#### Fragmento seleccionado:
Con todo, el gradualismo entraña casi tantos riesgos como la
alternativa. Brinda a los comprometidos con el orden tradicional muchas
oportunidades para contraatacar con el propósito de desbaratar los esquemas de
los modernizadores tratando pequeños episodios, que en otras circunstancias
pasarían desapercibidos, como si fueran escándalos nacionales, evidencia de que
los odiados “neoliberales”, con la brutalidad que les es propia, estén
procurando pisotear los derechos de sus compatriotas. Aunque virtualmente todos
se afirman a favor de la “modernización”, abundan los contrarios a los cambios
necesarios para que fuera algo más que una palabra atractiva.
Durante mucho tiempo, los ingresos posibilitados por la
geología han servido para suministrar a los políticos fondos para anestesiar a
los pobres asegurándoles lo que necesitan para sobrevivir, pero es tan grande
la demanda que, para suplementar el dinero así proporcionado, el gobierno de
Macri ha optado por un mayor endeudamiento y, con suerte, un torrente de
inversiones que, dice, significaría la creación de una multitud de “trabajos de
calidad”.

#### Ejercicio breve A:
Extrae de las filas cada línea que contenga la cadena "stone". Distingue entre mayúsculas y minúsculas.
#### Ejercicio breve B:
Continúa el fragmento sobre el gradualismo a partir del punto en que termina.

#### Datos para procesar:
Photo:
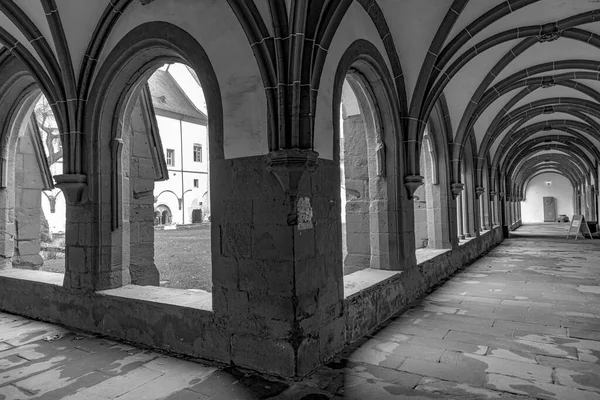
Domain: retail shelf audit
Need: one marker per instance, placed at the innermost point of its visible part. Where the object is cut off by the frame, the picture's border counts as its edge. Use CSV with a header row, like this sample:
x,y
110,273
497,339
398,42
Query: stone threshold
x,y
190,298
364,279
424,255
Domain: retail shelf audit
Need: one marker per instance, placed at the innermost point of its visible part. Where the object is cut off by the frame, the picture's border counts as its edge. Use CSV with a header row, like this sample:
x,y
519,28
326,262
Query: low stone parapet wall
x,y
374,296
...
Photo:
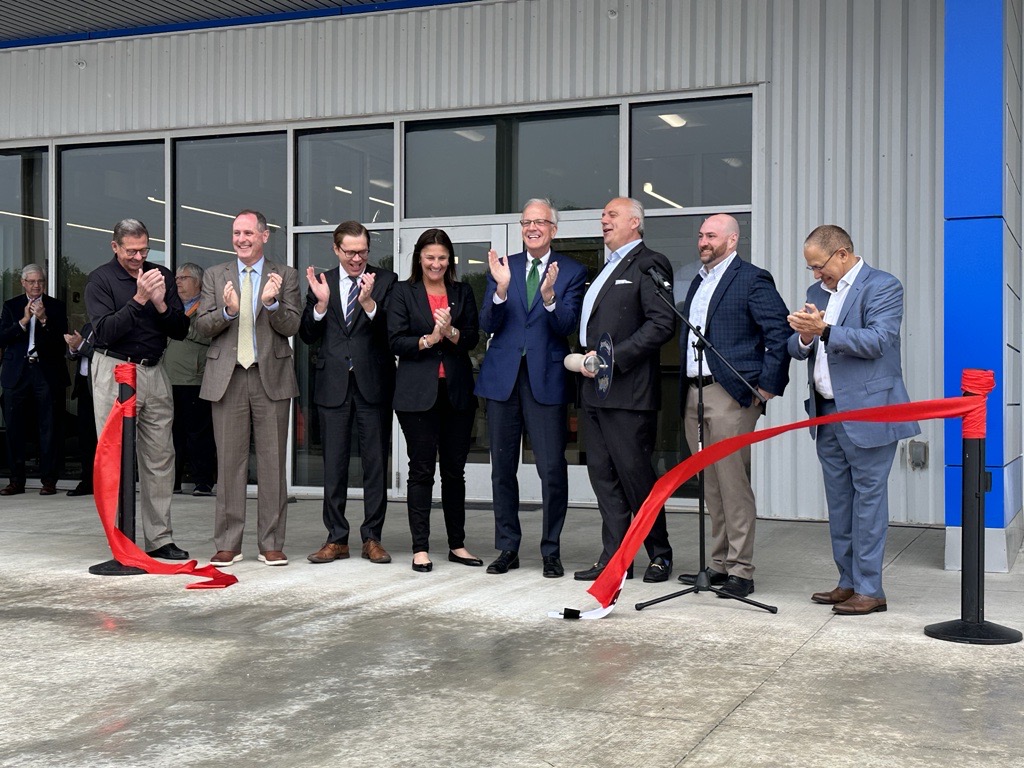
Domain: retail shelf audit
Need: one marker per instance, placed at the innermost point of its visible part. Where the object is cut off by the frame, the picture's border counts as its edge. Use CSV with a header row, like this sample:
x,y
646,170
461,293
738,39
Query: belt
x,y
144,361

#### Respuesta A:
Query: stone threshold
Query: low stone parapet wall

#### Respuesta B:
Pues bien: ¿estarán preparados los desempleados o
subempleados actuales para desempeñar las tareas exigidas por los “trabajos de
calidad” previstos por el presidente? La verdad es que no hay demasiadas
razones para creerlo. Antes bien, lo mismo que en otras partes del mundo, el
progreso económico, cuando llegue, amenazará con reducir drásticamente las
oportunidades laborales disponibles para una franja creciente de trabajadores,
comenzando con los “ni-ni” que, por los motivos que fueran, carecerán de las
calificaciones necesarias para cumplir un papel activo en el nuevo mundo que la
tecnología está creando a gran velocidad. Como muchos otros gobiernos, en tal
caso el de Macri o los de sus sucesores tendrían que optar entre resignarse a
una economía a la medida de la población existente y una que subordine “lo
humano” al crecimiento.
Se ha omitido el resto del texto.